— SELECTED EXCERPT —
◆ ◆ ◆
By Marius Zaharia
HONG KONG (Reuters) — China's disappointing post-COVID recovery has raised significant doubts about the foundations of its decades of stunning growth and presented Beijing with a tough choice for 2024 and beyond: take on more debt or grow less.
The expectations were that once China ditched its draconian COVID rules, consumers would burst back into malls, foreign investment would resume, factories would rev up and land auctions and home sales stabilise.
Instead, Chinese shoppers are saving for rainy days, foreign firms pulled money out, manufacturers face waning demand from the West, local government finances wobbled, and property developers defaulted.
The dashed expectations have partly vindicated those who always doubted China's growth model, with some economists even drawing parallels with Japan's bubble before its «lost decades» of stagnation starting in the 1990s.
◆ ◆ ◆
— WORK INSTRUCTIONS —
1. From the Reuters piece on China's post-COVID recovery, write out the passage that begins at the words "The expectations were" and stops after the words "property developers defaulted.".
2. Continue the Reuters article on China's slowing post-COVID economy from its last sentence.
◆ ◆ ◆
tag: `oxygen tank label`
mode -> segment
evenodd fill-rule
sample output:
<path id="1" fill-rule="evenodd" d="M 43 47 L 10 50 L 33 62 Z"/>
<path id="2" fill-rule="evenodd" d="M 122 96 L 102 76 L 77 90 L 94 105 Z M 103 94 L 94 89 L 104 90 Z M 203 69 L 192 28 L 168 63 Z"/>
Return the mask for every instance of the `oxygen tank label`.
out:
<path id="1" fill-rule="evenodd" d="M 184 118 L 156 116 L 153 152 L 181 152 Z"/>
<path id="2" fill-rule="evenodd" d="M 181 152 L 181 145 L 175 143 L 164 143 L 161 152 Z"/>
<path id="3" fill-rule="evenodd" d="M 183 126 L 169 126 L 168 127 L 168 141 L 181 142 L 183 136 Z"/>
◆ ◆ ◆
— RESPONSES TO THE EXERCISE —
1.
The expectations were that once China ditched its draconian COVID rules, consumers would burst back into malls, foreign investment would resume, factories would rev up and land auctions and home sales stabilise.
Instead, Chinese shoppers are saving for rainy days, foreign firms pulled money out, manufacturers face waning demand from the West, local government finances wobbled, and property developers defaulted.

2.
China sceptics argue Beijing failed to shift the economy from construction-led development to consumption-driven growth a decade ago, when it should have done so. Since then, debt has outpaced the economy, reaching levels that local governments and real estate firms now struggle to service.
Policymakers vowed this year to boost consumption, and reduce the economy's reliance on property. Beijing is guiding banks to lend more to high-end manufacturing, away from real estate.
But a concrete long-term roadmap for cleaning up debt and restructuring the economy remains elusive.
Whatever choices China makes, it will have to account for an ageing and shrinking population, and a difficult geopolitical environment as the West grows wary of doing business with the world's No.2 economy.